第4章技法編 密教の技法 3
1.密教の技法 - 心理療法の観点から
1.三密加持
2.阿字観(阿息観、月輪観、阿字観)
覚鑁は『ア字観儀(あじかんぎ)』のなかで、次のように阿字観の行法を説いています。
(アは悉曇(しったん)文字というインドの文字で、漢字では「阿」と表します。瞑想ではアを使います。)
◆「閉目開目、ただ一向にア字を注ぐべし。わが心月輪のなかに本有法然のア字あり。これ本不生の理なり。」
護身法を結び真言を唱えた後、数息観に入ったときの観意の説明です。呼吸に意識を集中しながらも、阿字本不生を観じていることが大切です。また観じている心と観じられている阿字を一体と観ずるとあります。これは仏との加持(入我我入)を意味します。
◆「口を少し開いて、出入の息を阿阿と唱念すべし。」

=======

■ 取り組む問題
1 - 阿字観の文章で、見出し「2.」のかっこの中に並んでいる観法の名前を全部書き出してください。
2 - 阿字観の文章によると、覚鑁が阿字観の行法を説いた本は何ですか。
3 - 阿字観の文章を、最後の一文のあとから書き進めてください。

=======

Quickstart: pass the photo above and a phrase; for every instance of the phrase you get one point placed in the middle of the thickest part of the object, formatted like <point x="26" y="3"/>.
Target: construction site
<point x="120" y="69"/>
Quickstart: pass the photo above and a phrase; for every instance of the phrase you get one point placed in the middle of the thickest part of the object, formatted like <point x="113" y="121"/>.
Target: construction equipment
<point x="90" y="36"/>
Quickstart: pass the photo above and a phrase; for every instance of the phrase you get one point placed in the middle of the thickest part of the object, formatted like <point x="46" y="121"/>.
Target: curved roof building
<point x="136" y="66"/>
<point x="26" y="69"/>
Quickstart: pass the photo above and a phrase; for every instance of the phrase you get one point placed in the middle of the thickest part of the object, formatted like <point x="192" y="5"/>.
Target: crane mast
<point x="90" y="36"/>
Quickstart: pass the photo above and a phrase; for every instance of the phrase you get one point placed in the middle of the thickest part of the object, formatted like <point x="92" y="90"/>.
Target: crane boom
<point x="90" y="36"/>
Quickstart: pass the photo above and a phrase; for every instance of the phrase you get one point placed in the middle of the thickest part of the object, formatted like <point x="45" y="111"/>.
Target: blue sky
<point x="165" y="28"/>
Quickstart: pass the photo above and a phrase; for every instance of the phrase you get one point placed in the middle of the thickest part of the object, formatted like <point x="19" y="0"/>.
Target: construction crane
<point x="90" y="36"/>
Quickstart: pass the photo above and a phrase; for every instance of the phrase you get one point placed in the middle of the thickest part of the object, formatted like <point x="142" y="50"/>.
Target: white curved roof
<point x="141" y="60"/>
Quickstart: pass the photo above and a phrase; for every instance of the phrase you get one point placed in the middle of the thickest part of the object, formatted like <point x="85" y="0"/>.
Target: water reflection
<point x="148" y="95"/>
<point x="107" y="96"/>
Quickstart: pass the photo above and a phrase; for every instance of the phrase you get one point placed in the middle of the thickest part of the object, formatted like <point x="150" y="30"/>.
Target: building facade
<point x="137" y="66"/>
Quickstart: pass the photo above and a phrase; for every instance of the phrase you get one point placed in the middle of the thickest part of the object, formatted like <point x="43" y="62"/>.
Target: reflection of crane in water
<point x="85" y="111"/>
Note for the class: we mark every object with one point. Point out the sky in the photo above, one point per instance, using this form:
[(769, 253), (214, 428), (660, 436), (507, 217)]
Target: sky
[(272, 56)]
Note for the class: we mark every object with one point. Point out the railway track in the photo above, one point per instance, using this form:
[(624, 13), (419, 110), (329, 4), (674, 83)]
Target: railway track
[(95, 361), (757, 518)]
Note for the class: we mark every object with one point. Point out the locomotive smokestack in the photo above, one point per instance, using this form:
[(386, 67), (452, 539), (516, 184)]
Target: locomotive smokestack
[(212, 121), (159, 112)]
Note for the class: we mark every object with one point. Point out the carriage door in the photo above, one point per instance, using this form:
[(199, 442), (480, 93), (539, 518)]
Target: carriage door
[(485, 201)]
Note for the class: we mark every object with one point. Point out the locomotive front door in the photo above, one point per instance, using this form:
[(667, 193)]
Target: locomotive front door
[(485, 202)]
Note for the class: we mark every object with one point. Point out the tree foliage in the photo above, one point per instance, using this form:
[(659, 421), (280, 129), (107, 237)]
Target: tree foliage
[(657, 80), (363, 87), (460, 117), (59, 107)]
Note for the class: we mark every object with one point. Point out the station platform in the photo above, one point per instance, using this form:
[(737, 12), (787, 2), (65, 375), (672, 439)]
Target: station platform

=======

■ 回答
1 - 阿息観、月輪観、阿字観

2 - 『ア字観儀(あじかんぎ)』です。

3 -
吐く息吸う息を「阿」と観ずる阿息観です。生まれでるときに最初のアを発して以来、悦びも悲しみもすべてはアであり、アは本来あるがままの陀羅尼(だらに) であるといいます。特に初心においては、その理由を問わず一心に「阿阿」と唱えるように言われています。
◆「ア字は月輪の種字なり。月はア字の光なり。月輪はア字とア字の光なり。」
続いて月輪観の解説があります。月輪は自からの円満で清浄なる心を現します。心月輪の徳を説き、月輪の自性清浄なるがゆえに、貪欲(とんよく)・瞋恚(しんに)・愚癡(ぐち)(欲望、怒り・嫌悪、無知という根源的な3つの煩悩)の三毒を離れることができます。
その後、月輪を世界中に広げる広観(こうかん)と、広げた月輪を縮める斂観(れんかん)が説かれます。自身と世界との関係を感じるうえで、広観斂観は効果的な瞑想法となります。
覚鑁は、時間や場所に関係なく日夜不断に取り組めば、この現世において成就すると信じ、疑わず努力するようにと勧めています。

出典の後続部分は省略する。